## Work to be completed
Output only this range of the data below: the line that contains "[point] at the cluster" through the final line, both ends included, each retyped exactly.

Available records START

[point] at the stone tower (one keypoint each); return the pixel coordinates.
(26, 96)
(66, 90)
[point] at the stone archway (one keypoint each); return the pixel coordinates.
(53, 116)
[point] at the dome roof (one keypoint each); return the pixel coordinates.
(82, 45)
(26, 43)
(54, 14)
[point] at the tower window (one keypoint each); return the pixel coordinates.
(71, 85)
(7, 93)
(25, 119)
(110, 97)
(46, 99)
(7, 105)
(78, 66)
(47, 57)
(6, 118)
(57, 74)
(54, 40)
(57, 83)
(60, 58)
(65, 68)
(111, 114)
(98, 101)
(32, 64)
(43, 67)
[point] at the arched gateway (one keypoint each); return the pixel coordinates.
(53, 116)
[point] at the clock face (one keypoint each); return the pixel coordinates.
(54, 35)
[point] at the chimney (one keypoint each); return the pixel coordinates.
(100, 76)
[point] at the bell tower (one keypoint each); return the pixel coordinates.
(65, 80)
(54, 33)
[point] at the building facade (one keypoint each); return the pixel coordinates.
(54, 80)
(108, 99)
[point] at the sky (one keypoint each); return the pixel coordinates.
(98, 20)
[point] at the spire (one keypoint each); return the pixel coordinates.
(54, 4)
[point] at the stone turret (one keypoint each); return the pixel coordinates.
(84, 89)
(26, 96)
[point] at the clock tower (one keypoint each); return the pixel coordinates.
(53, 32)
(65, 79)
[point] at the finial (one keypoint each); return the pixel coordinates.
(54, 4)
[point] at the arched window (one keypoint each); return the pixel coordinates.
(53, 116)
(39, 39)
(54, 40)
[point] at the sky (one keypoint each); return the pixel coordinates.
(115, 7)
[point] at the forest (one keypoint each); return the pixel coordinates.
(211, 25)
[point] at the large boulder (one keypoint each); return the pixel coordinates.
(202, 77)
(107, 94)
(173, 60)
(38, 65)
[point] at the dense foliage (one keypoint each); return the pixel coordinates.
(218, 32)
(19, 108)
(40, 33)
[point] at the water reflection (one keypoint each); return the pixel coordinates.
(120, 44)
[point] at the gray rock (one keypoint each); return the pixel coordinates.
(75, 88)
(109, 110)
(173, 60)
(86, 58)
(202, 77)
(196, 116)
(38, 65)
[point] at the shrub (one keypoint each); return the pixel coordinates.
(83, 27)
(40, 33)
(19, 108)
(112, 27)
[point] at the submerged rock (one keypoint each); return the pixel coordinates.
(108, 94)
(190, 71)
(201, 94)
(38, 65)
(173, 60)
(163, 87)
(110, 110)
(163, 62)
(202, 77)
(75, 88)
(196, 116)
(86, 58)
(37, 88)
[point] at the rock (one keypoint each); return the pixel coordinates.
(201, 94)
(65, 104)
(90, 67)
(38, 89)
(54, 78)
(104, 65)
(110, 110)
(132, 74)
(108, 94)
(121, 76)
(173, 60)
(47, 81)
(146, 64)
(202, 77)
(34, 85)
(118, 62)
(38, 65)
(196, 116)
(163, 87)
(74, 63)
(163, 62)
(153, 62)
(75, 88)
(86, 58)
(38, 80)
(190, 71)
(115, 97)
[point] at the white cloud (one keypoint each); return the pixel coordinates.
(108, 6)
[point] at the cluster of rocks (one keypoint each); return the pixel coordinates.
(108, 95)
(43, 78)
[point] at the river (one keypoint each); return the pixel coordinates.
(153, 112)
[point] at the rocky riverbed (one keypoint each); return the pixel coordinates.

Available records END

## Exercise output
[point] at the cluster of rocks (one keypoint each); return the pixel coordinates.
(108, 95)
(43, 78)
[point] at the river (one keypoint each); return the pixel coordinates.
(153, 112)
[point] at the rocky riverbed (one keypoint each); return the pixel coordinates.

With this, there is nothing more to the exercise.